TASK PROMPT >> Print every one of the lines below, changing nothing.

══ DATASET ROWS

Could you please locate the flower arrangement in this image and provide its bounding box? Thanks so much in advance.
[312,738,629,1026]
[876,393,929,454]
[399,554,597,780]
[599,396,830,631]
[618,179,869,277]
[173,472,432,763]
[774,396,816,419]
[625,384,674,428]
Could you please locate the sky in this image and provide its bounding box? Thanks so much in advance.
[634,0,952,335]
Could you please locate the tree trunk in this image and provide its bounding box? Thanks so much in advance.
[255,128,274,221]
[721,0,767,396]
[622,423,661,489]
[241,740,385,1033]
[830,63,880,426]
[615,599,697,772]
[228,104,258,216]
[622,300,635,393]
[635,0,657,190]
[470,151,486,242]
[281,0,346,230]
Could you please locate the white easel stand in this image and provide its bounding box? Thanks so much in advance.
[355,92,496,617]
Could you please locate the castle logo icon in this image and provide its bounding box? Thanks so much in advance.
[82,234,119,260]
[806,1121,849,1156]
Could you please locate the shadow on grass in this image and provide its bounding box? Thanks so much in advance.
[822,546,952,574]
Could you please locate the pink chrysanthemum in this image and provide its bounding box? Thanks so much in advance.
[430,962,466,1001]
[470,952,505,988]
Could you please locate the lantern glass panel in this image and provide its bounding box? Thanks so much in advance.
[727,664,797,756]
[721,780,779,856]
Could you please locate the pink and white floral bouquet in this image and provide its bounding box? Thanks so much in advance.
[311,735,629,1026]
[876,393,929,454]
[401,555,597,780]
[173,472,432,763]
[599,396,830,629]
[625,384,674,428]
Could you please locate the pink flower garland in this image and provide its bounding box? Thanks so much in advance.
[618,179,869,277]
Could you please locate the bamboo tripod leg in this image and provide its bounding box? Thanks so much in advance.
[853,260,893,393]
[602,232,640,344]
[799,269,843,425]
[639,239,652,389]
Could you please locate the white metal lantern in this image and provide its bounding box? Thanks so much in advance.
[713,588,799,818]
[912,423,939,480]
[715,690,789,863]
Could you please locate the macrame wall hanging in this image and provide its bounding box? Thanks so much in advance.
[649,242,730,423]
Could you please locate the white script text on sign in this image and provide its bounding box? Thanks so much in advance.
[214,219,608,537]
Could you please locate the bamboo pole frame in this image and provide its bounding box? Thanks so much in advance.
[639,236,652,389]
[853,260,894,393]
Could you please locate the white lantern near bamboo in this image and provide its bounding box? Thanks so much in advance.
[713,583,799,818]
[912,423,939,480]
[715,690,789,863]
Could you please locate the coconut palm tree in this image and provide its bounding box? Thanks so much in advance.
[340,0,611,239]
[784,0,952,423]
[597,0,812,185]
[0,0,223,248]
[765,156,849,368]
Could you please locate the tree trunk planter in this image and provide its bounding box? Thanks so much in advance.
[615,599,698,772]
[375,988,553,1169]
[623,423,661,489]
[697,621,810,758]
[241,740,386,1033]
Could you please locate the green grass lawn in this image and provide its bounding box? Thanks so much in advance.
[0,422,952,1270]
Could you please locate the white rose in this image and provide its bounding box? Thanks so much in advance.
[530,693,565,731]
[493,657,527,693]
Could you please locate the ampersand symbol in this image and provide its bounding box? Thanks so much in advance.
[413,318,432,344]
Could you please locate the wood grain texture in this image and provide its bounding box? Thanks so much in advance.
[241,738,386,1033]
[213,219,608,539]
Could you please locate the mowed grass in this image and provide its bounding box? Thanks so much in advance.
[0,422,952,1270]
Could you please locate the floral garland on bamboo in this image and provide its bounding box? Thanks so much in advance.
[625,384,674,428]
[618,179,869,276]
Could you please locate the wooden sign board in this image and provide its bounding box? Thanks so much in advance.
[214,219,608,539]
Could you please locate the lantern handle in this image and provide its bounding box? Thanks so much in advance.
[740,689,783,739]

════

SOLUTION TO THE PROBLEM >>
Could you please locate the flower arrangement in this image and provide its bounding box? Thanks so much in advance.
[312,738,629,1026]
[876,393,929,454]
[399,554,597,780]
[599,396,830,631]
[618,179,869,277]
[173,472,432,763]
[774,396,816,419]
[625,384,674,428]
Could you please locate the sky in this image and provide its bounding box? Thanks so much in advance.
[634,0,952,335]
Could you please locate the tree trunk in this image and provide its bounding box? Thanks so much in advance.
[255,128,274,221]
[721,0,767,396]
[622,423,661,489]
[241,740,385,1033]
[830,63,880,426]
[615,599,697,772]
[228,104,258,216]
[622,300,635,393]
[635,0,657,190]
[470,151,486,242]
[281,0,346,230]
Could you please locate the white easel stand in this image and provide its bounding box? Thanks so much in advance.
[355,92,496,617]
Could you please locate the castle logo icon in this image and provide its bounding box? Thanks so much in advance.
[82,234,119,260]
[806,1121,849,1156]
Could you please locate the shadow on grass in this image and provide its bounding box? Thanks so much in advance.
[822,546,952,574]
Could you please locate the pink chrysanthemum in this image and provide its bounding box? Thanks so much in advance.
[430,962,466,1001]
[470,952,505,988]
Could you please locate the lantern glass panel in this image and provide its bounding box? Thanks so much in advance.
[727,664,797,756]
[721,780,779,856]
Could you please locate the pink and white floral bouquet in this image and provide its bounding box? Thanks so much in advance.
[311,735,629,1026]
[876,393,929,454]
[401,555,597,780]
[173,472,432,763]
[599,396,830,629]
[625,384,674,428]
Could you please locate the pink flower garland in this image and provide its bounding box? Thanks so much in advance.
[618,179,869,277]
Could you please locate the bamboo tripod leg in this image and provide its bounding box? Thanks so much in advance.
[853,260,893,393]
[602,232,640,344]
[799,269,843,425]
[639,239,652,389]
Could you please locate the white metal lantern in this image and provide its bounding box? Thanks so much in advance.
[713,588,799,818]
[912,423,939,480]
[715,690,789,863]
Could you please locate the macrame wall hanging in this image and provide its bounding box? Thanks so much in advance.
[649,242,730,423]
Could you please locate the white script text on sign in this image and provide its bounding box? Thanks so much in advance.
[214,219,608,537]
Could you please locate the bamboo pole frame in this image and provide its bounding box? Thanks so much in advance.
[639,236,652,389]
[853,260,894,393]
Could you please locate the white lantern near bamboo in this image and provide its bounding box? Thanks so much in advance.
[713,583,799,818]
[912,423,939,480]
[715,690,789,863]
Could you please locate the coconut palm tree in this image and provide its bounding box? Thanks so much in advance.
[340,0,611,239]
[784,0,952,423]
[597,0,812,185]
[0,0,223,248]
[765,156,849,368]
Could you please locate the tree trunk planter in this image and provide its bounding box? Thanks so much in advance.
[615,599,698,772]
[375,988,553,1169]
[623,423,661,489]
[697,621,810,758]
[241,740,386,1033]
Could you please locate the green grass lawn in this image and provide its bounding box? Thanks so much in advance.
[0,422,952,1270]
Could you please locate the white rose in this image and provide its bounding box? Thanks so much in advance.
[530,693,565,731]
[493,657,527,693]
Could you please locate the ampersand symbol in this image and provide its bounding box? Thanks so much in advance.
[413,318,432,344]
Could you please locate the wood grain texture in this image and provide its bounding box? Thanks so much in advance.
[241,738,386,1033]
[213,219,608,539]
Could you please locate the mowed grass in this image and provide its bounding box? Thanks so much in advance.
[0,422,952,1270]
Could you please locate the floral garland on bamboo in this image and provide its bounding box? Thanks so much in advance.
[625,384,674,428]
[618,179,869,276]
Could you please locate the wooden sign board in this image and provide its bounding box? Thanks so much in advance.
[214,219,608,539]
Could you please locate the lantern handle in this image and provide its bounding box? Thanks so much in advance.
[740,689,783,739]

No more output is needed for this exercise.